_WHAT TO WORK ON_
Reproduce the listing below word for word, every line of it.

_DATA LISTING_
- - - - - - -

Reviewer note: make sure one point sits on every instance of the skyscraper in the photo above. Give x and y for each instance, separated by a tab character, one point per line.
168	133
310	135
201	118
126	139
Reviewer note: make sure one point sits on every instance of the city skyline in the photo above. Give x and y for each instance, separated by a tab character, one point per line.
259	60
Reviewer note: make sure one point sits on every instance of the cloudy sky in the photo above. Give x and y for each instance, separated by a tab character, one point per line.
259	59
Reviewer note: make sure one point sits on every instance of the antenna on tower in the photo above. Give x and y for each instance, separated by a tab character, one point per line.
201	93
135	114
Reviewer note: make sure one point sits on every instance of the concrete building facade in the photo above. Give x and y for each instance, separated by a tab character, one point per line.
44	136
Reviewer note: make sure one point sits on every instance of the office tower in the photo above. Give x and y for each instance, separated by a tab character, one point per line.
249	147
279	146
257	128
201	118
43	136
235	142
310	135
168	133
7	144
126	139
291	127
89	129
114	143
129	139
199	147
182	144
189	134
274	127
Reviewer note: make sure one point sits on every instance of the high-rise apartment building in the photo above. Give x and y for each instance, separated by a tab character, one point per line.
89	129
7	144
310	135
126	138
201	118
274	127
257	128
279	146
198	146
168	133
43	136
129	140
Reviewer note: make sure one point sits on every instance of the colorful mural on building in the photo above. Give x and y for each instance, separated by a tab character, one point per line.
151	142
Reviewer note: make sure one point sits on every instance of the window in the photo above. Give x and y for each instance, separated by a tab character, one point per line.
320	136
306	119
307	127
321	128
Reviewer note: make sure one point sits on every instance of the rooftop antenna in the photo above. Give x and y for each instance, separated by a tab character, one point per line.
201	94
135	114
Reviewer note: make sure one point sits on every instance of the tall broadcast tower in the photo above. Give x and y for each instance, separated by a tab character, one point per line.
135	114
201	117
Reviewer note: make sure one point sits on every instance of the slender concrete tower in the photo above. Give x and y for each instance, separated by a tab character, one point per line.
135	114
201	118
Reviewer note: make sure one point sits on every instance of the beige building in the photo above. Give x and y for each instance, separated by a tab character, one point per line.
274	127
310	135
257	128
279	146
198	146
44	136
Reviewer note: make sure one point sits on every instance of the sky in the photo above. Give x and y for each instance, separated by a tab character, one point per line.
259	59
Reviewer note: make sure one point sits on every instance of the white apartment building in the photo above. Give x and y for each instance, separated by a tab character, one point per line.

- - - - - - -

_RESPONSE TO THE EXERCISE_
Reviewer note: make sure one point sits on every instance of the skyscraper in the photo above. Give x and y for each instance, separated by a tab character, one point per line.
168	133
310	135
201	118
126	139
Reviewer note: make sure one point sits on every instance of the city skyline in the photo above. Give x and y for each instance, separated by a tab character, one point per line.
259	60
Reviewer note: make sure one point sits on every instance of the cloudy sky in the photo above. Give x and y for each instance, separated by a tab character, one point per line.
259	59
Reviewer note: make sure one point sits on every instance of the antenna on tower in the photo above. Give x and y for each instance, separated by a tab character, one point per line.
201	93
135	114
Reviewer note: make sure one point sits on every instance of the concrete building facade in the photo above. Give x and y for each instance, separated by a tab character, one point per line.
44	136
Reviewer note: make sure one point sits on every instance of the office tower in the photo above. Give x and y for each instance, separated by a tab character, one point per line.
249	147
279	146
257	128
201	118
43	136
235	142
310	135
168	133
7	144
126	139
291	127
89	129
114	143
129	139
199	147
182	144
189	134
274	127
Reviewer note: make sure one point sits on every instance of the high-rise apartment building in the photo above. Give x and y for each instance, separated by a tab character, one point per line.
89	129
7	144
310	135
126	138
201	118
274	127
257	128
279	146
198	146
168	133
43	136
129	140
Reviewer note: make sure one point sits on every instance of the colorful mural on building in the photo above. Give x and y for each instance, separated by a tab character, one point per line.
151	142
Reviewer note: make sure one point sits on every instance of the window in the photo above. Give x and y for each instance, separated by a tab character, one point per line.
320	136
306	119
307	127
321	128
Reviewer note: make sure one point sits on every instance of the rooftop antenna in the photo above. Give x and y for each instance, separated by a tab character, one point per line.
201	94
135	114
Reviewer note: make sure one point sits on every instance of the tall broadcast tower in the photo above. Give x and y for each instance, separated by a tab character, one point per line.
135	114
201	117
Reviewer note: make sure one point sits on every instance of the slender concrete tower in the photo above. Give x and y for each instance, separated by a tab character, one point per line.
135	114
201	118
Reviewer note: make sure one point sits on every instance of the beige building in the photo above. Give x and y for each instance, separated by a tab character, one point per line.
274	127
310	135
257	128
279	146
198	146
44	136
Reviewer note: make sure one point sits on every instance of the sky in the photo above. Give x and y for each instance, separated by a tab character, one point per line.
259	59
Reviewer note: make sure one point sits on every instance of the white apartment building in the photo above. Give x and y for each instance, separated by a tab character, one point per line.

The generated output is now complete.